WORK TO DO: Output exactly the lines that run from the line with "For each instance of the garden" to the end of the material, both ends included, and no other lines.

## Begin RECORD EXTRACTS

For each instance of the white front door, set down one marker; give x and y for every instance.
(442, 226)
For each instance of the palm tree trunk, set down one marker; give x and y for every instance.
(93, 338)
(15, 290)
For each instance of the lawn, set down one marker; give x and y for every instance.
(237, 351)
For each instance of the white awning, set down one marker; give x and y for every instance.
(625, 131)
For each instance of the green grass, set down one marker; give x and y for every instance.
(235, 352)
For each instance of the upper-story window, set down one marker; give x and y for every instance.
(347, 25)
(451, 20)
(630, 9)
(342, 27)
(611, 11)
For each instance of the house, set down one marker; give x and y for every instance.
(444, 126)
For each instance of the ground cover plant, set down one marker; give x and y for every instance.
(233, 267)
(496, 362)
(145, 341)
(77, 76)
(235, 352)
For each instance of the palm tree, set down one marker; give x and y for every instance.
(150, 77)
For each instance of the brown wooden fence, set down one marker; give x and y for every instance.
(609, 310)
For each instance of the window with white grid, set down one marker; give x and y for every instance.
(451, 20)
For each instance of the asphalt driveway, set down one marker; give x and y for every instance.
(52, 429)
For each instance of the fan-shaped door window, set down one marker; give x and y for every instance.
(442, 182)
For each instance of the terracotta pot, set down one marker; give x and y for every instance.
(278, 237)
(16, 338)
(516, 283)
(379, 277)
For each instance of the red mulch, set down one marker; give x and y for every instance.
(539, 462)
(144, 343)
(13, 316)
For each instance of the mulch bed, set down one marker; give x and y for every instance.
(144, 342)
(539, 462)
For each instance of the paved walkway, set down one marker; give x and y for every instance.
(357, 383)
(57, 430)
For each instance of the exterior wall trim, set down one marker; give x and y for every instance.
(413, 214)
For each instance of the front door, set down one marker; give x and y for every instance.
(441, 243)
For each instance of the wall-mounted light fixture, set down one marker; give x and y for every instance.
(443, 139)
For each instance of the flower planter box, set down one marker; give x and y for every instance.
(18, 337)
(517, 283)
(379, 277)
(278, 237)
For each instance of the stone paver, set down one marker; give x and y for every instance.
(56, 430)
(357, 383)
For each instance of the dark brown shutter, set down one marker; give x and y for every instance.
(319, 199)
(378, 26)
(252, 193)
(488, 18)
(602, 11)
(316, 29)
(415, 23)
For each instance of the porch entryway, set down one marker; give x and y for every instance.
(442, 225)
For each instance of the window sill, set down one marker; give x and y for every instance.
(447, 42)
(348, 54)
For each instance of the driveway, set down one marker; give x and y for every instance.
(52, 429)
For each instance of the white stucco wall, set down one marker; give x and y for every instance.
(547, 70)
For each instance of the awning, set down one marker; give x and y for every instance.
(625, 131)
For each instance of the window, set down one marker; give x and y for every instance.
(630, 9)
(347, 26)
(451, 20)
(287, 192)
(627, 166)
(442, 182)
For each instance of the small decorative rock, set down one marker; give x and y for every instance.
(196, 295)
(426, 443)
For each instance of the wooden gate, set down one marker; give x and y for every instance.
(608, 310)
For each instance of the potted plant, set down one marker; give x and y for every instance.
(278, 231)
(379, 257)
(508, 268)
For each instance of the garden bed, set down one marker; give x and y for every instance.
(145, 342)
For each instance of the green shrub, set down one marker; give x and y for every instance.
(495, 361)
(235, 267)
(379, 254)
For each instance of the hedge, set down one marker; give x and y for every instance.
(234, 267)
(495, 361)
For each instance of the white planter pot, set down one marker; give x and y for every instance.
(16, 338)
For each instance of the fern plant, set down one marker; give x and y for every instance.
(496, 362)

## End RECORD EXTRACTS

TASK ANSWER:
For each instance of the garden bed, set down one marker; give x and y for every instance.
(145, 342)
For each instance of the green shrub, set down one marker; give x and y for every instance.
(495, 361)
(235, 267)
(379, 254)
For each instance of the hedge, set down one marker; give x and y for every instance.
(234, 267)
(495, 361)
For each instance of the white planter pot, set down one marker; give x and y for every instance.
(16, 338)
For each instance of the fern plant, set down one marker; give x and y for every instance.
(496, 362)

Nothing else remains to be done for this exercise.